■ The exercise ■
Filter the records below down to the lines that contain the string "grass", copying each such line in full. Match case exactly.

== Material provided

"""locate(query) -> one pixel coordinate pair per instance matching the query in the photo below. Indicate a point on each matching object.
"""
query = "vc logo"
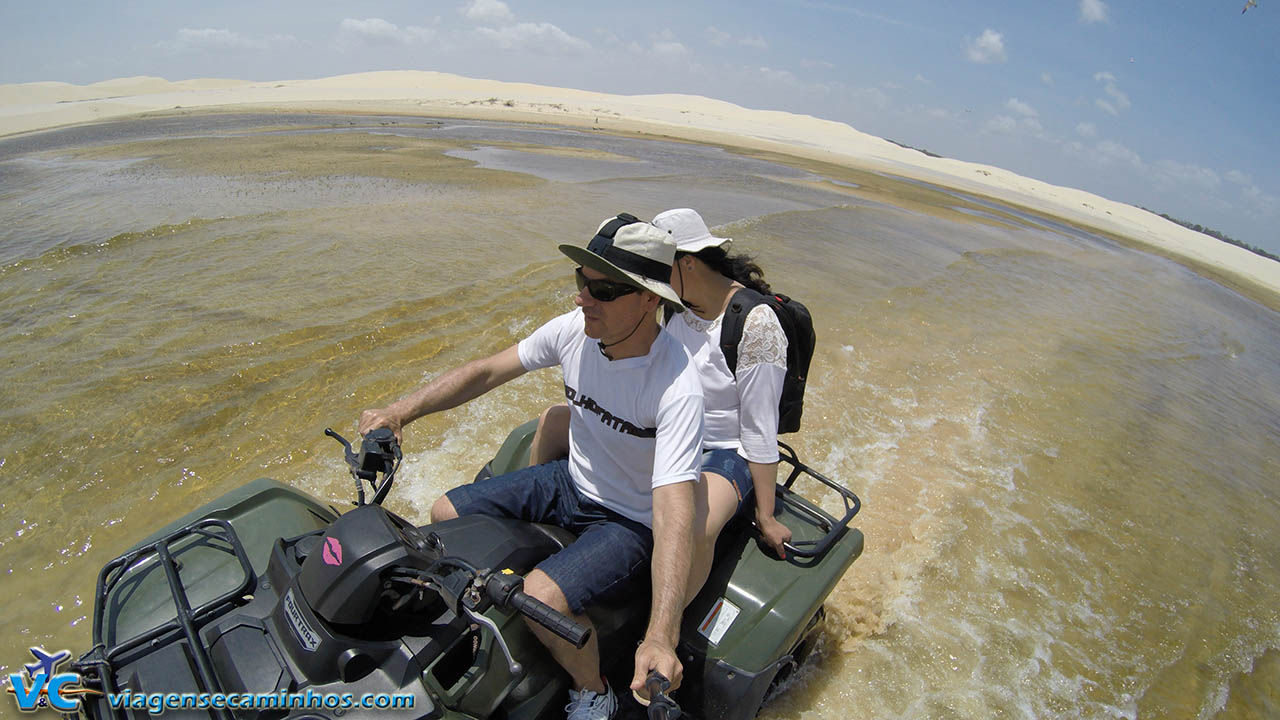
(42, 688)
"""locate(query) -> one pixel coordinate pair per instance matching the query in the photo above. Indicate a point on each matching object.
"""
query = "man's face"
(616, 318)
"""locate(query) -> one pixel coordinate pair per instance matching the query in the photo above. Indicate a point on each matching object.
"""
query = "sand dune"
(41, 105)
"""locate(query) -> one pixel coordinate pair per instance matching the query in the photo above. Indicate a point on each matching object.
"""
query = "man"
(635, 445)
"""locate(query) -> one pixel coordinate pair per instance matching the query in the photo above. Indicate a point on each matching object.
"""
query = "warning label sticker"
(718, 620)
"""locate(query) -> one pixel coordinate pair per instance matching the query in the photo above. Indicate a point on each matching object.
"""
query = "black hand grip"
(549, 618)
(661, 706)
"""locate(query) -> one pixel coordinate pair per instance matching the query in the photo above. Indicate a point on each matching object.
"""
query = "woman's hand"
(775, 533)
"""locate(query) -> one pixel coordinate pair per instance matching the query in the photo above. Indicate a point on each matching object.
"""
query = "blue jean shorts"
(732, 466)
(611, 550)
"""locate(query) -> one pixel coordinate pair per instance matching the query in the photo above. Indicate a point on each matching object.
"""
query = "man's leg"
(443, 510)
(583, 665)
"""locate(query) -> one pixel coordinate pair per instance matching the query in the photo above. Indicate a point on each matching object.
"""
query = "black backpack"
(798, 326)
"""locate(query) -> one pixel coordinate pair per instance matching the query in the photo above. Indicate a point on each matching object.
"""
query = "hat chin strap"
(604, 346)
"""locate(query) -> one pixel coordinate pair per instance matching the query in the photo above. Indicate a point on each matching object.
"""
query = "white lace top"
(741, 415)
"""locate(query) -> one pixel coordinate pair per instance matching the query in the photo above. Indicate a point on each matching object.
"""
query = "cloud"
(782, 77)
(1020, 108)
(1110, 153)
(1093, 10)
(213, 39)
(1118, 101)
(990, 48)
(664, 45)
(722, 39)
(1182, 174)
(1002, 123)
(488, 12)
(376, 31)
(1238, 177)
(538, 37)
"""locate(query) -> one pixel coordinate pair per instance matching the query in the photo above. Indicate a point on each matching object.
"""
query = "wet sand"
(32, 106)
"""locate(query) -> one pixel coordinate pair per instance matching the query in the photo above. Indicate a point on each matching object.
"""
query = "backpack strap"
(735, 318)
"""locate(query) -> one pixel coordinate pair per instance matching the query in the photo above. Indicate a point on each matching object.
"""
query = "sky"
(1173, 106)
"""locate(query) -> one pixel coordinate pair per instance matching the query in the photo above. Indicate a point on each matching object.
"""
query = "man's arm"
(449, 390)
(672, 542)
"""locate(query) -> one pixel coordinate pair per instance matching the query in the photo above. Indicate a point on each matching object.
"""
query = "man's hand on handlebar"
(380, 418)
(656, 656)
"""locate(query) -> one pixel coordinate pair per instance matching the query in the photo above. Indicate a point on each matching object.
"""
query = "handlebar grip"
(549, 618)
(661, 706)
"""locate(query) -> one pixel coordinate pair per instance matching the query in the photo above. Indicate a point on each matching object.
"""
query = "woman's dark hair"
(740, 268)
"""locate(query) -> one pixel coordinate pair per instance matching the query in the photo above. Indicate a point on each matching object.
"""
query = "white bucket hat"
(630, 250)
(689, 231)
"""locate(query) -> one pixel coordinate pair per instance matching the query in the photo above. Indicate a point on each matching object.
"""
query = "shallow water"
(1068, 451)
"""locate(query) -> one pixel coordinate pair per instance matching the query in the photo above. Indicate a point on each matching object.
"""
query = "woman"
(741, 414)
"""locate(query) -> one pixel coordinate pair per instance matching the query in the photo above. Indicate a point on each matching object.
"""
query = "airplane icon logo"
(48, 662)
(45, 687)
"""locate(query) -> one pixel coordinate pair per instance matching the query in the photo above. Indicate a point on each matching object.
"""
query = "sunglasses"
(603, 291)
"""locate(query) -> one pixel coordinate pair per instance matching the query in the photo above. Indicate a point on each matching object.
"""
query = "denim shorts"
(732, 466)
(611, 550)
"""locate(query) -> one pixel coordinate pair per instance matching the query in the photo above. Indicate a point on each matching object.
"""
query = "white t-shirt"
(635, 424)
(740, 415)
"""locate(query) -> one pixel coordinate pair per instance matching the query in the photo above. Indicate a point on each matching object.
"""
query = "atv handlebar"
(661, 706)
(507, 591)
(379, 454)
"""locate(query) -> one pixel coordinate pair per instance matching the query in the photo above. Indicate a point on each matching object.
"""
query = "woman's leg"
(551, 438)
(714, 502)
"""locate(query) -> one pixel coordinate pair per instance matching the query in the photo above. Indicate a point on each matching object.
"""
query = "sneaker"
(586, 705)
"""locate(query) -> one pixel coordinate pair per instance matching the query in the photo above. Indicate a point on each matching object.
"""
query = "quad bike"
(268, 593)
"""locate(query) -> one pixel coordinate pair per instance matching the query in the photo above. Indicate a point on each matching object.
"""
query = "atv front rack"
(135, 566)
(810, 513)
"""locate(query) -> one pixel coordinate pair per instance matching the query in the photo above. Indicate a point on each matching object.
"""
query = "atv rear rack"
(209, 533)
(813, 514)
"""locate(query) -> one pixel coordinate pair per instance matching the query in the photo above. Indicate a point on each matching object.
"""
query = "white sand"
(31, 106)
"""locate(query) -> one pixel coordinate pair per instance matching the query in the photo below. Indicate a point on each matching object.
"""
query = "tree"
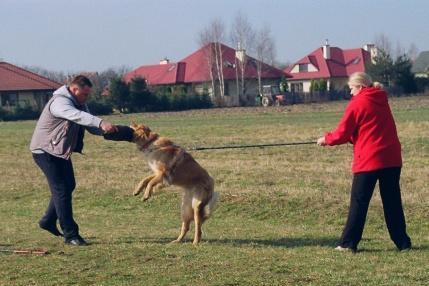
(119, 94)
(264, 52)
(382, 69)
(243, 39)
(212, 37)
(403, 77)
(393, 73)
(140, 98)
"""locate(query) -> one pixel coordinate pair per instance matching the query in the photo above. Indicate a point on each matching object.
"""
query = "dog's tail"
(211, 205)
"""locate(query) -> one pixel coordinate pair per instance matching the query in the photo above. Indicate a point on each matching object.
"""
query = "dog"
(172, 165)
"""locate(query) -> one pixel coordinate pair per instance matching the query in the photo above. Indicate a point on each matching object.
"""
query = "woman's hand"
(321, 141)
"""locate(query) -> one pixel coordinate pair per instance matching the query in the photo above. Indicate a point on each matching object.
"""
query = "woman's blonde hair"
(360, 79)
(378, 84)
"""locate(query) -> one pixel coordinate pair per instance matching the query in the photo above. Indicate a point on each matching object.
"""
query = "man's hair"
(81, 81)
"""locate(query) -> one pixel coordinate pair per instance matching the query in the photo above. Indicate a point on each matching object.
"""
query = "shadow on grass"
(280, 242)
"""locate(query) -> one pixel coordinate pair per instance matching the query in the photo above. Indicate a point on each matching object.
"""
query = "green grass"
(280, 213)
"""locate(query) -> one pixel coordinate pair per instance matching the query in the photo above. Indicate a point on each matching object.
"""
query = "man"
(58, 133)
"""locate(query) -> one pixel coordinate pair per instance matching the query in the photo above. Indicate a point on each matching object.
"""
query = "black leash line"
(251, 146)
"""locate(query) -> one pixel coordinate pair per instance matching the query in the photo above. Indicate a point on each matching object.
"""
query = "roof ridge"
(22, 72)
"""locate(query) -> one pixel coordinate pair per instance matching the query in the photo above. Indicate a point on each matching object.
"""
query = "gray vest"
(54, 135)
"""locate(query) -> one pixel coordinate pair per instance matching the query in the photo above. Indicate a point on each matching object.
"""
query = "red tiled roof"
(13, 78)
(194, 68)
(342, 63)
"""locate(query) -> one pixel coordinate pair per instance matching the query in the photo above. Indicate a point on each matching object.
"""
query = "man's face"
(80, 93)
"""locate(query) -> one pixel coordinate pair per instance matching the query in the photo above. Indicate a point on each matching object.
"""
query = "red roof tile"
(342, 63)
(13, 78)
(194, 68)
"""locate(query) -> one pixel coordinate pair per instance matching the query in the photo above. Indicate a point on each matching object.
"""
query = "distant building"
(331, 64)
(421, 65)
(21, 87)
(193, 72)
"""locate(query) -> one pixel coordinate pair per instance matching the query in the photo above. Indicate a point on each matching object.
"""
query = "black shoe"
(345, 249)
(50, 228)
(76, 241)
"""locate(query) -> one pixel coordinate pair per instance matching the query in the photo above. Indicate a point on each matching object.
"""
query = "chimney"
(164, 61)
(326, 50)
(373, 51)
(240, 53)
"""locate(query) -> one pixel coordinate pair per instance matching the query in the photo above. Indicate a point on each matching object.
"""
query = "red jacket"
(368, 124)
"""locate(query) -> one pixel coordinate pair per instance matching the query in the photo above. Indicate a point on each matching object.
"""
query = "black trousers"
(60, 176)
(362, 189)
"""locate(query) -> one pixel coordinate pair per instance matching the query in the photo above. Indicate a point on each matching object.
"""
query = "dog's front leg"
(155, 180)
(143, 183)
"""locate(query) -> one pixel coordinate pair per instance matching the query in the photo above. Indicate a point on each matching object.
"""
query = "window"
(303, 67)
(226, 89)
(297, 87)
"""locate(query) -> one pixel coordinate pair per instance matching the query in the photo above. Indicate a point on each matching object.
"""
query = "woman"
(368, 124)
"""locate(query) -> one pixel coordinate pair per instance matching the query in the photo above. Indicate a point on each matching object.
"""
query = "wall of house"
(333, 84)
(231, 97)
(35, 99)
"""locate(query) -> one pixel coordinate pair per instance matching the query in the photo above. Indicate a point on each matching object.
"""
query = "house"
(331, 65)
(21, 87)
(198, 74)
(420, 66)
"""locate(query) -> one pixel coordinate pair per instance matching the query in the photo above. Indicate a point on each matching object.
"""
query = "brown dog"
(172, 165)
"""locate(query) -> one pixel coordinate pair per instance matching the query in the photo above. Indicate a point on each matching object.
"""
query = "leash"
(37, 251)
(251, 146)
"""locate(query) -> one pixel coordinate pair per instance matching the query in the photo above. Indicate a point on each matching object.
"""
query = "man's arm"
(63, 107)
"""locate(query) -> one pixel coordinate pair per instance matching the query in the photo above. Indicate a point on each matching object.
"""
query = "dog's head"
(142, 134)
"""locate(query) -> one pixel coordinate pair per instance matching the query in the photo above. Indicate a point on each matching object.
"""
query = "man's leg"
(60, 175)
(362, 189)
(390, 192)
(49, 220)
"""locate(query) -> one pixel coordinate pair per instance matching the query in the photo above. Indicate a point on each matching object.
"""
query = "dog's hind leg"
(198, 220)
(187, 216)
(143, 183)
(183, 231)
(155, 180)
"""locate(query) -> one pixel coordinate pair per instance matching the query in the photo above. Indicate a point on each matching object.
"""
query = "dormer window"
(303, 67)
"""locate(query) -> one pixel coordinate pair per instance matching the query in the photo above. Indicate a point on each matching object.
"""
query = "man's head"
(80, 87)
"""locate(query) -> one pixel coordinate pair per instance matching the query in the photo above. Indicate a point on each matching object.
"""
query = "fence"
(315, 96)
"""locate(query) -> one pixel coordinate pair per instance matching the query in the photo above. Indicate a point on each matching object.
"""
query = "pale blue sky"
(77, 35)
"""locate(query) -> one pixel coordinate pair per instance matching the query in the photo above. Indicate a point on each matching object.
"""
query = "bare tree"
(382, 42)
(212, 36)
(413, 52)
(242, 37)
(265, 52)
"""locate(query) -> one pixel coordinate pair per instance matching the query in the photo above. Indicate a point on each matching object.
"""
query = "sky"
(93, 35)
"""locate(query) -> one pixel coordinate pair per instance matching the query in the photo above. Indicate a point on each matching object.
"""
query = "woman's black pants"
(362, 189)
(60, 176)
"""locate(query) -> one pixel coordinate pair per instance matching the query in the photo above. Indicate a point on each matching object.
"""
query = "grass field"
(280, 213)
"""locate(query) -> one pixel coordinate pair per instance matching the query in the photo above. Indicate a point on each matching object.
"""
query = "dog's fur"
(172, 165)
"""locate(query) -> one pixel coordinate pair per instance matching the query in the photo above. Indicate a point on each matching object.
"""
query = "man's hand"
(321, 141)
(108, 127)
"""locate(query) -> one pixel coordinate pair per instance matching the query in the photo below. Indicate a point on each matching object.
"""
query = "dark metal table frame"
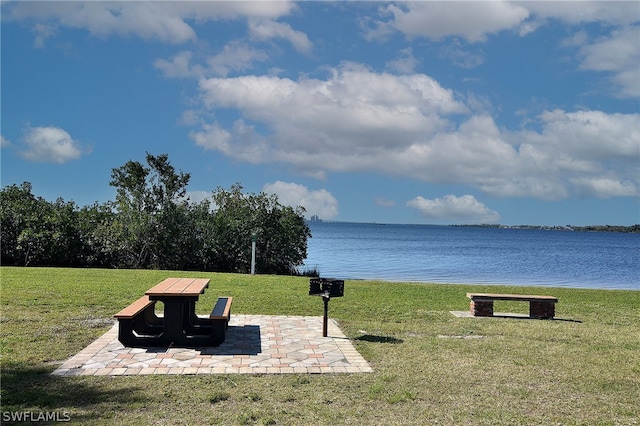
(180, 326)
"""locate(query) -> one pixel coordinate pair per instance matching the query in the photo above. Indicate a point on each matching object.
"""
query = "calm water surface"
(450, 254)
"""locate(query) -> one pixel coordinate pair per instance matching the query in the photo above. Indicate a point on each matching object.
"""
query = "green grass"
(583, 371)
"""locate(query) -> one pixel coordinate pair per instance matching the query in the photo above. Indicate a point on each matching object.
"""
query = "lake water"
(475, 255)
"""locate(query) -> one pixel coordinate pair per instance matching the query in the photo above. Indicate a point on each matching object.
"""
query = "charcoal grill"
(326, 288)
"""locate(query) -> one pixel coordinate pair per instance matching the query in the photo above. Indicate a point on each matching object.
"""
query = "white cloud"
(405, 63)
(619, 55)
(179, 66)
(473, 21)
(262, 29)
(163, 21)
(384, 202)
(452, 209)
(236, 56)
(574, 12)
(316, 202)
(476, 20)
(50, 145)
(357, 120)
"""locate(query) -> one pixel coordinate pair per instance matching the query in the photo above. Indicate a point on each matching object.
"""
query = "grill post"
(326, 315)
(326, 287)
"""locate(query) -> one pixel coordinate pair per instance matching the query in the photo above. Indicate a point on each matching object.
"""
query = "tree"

====

■ Output ■
query = "shadow on grass"
query = "green grass"
query = "grass field"
query = "green grass"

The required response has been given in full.